▸ **WHAT YOU HAVE TO DO**: Pull every line from the records below that contains the string "striped". The match is case-sensitive.

+ + + + +

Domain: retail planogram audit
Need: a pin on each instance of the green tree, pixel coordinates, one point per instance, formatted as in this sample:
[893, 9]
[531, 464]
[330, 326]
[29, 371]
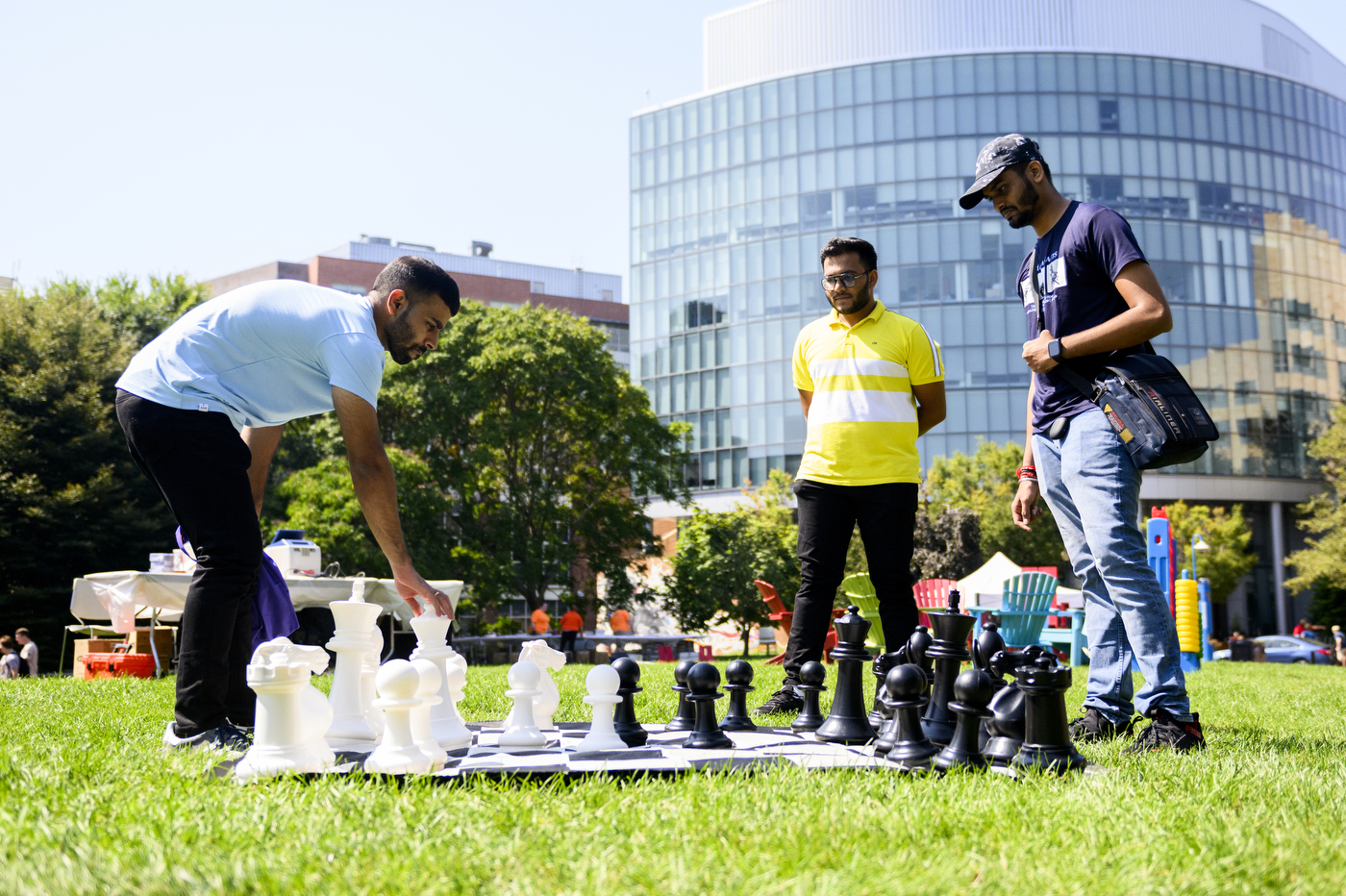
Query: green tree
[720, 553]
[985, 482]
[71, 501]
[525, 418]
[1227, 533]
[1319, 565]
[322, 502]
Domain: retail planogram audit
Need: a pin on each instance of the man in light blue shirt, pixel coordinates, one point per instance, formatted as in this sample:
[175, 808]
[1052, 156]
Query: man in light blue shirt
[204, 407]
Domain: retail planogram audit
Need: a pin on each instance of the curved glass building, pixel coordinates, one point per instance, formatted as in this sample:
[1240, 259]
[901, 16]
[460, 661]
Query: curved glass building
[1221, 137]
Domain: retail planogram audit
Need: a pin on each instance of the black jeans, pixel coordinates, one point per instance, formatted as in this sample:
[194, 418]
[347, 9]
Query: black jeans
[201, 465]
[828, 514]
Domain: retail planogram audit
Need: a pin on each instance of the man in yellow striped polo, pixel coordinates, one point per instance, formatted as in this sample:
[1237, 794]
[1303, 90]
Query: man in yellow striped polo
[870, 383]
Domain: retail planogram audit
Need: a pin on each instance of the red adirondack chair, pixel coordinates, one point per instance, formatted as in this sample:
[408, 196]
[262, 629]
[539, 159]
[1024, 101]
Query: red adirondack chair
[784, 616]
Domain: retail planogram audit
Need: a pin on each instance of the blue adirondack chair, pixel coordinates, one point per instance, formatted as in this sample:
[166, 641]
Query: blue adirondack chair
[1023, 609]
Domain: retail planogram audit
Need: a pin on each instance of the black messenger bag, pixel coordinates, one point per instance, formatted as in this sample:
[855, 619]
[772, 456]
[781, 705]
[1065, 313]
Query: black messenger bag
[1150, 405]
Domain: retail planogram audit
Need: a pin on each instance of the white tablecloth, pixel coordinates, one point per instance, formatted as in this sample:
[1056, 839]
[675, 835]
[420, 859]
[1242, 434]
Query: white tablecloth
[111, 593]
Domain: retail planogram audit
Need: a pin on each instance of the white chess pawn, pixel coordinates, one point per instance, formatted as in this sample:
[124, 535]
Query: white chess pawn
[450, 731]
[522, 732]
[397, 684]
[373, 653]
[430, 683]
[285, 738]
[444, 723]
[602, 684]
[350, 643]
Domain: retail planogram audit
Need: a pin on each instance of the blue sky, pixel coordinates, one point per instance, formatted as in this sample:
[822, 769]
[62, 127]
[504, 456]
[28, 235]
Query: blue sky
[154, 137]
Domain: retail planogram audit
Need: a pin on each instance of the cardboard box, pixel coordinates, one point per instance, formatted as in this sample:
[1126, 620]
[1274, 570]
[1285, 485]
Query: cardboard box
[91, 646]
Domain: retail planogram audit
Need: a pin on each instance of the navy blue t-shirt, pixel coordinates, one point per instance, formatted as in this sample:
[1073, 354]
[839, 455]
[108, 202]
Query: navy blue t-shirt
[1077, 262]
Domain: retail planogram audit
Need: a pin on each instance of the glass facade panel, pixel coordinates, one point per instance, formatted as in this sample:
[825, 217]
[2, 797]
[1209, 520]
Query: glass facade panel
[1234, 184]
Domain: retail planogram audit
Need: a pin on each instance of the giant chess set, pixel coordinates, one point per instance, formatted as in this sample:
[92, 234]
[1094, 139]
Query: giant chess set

+ + + + +

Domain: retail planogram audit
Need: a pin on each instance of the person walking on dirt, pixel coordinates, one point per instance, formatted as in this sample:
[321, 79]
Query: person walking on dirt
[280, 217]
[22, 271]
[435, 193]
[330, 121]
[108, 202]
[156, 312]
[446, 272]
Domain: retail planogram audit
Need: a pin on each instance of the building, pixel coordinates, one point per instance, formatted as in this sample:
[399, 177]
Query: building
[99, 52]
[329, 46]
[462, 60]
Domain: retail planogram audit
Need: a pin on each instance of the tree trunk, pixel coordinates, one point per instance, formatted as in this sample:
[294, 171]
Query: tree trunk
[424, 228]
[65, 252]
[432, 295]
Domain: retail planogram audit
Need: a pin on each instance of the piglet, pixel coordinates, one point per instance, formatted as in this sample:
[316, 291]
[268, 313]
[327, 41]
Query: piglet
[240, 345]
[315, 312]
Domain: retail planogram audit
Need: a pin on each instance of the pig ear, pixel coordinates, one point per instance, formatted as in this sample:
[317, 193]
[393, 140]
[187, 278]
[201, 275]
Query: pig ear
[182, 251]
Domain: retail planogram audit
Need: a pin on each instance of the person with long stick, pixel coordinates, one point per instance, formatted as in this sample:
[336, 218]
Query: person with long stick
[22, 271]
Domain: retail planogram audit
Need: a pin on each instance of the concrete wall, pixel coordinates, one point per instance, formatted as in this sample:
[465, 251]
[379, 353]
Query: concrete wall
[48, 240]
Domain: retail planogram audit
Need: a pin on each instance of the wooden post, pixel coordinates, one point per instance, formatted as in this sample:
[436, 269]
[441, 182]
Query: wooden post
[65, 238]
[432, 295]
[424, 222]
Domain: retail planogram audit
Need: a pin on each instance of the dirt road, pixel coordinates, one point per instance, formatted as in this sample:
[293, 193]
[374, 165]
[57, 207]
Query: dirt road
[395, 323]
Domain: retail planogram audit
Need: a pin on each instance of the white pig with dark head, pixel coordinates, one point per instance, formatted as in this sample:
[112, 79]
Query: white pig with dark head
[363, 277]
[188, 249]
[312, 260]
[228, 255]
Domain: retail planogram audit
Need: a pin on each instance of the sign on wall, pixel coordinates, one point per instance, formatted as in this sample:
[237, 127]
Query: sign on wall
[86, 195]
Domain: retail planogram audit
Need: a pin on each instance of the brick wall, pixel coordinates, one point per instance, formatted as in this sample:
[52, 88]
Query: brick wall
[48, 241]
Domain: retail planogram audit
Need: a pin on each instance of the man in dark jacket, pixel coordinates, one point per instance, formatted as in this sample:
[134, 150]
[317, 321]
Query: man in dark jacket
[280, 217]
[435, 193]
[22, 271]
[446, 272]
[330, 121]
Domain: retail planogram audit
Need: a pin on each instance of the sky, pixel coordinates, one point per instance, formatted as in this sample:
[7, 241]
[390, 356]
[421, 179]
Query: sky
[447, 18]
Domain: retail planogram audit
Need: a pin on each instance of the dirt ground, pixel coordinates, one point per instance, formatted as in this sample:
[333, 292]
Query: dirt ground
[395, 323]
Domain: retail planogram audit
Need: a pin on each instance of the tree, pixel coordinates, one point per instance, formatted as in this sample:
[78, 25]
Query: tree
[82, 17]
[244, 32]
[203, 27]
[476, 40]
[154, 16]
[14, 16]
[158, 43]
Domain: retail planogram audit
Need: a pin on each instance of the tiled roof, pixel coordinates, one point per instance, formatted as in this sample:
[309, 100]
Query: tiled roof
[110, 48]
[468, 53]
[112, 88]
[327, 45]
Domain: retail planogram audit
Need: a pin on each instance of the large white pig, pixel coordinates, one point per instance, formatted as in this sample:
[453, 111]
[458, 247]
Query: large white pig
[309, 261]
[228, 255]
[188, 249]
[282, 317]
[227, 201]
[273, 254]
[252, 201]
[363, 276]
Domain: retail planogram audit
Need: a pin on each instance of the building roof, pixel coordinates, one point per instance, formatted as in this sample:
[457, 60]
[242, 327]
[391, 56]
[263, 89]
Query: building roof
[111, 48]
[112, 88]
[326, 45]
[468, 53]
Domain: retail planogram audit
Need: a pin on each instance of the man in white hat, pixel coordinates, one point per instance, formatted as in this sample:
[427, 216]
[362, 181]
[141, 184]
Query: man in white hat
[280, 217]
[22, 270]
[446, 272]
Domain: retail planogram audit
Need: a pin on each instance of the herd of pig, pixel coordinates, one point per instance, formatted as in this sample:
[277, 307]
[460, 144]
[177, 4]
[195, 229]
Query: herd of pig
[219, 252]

+ + + + +

▸ **CORRECT RESULT**:
Need: a pin on each instance of the man in yellow striped polo, pixel coordinates, one point per instance, formatted as in this sample:
Query: man in yellow striped polo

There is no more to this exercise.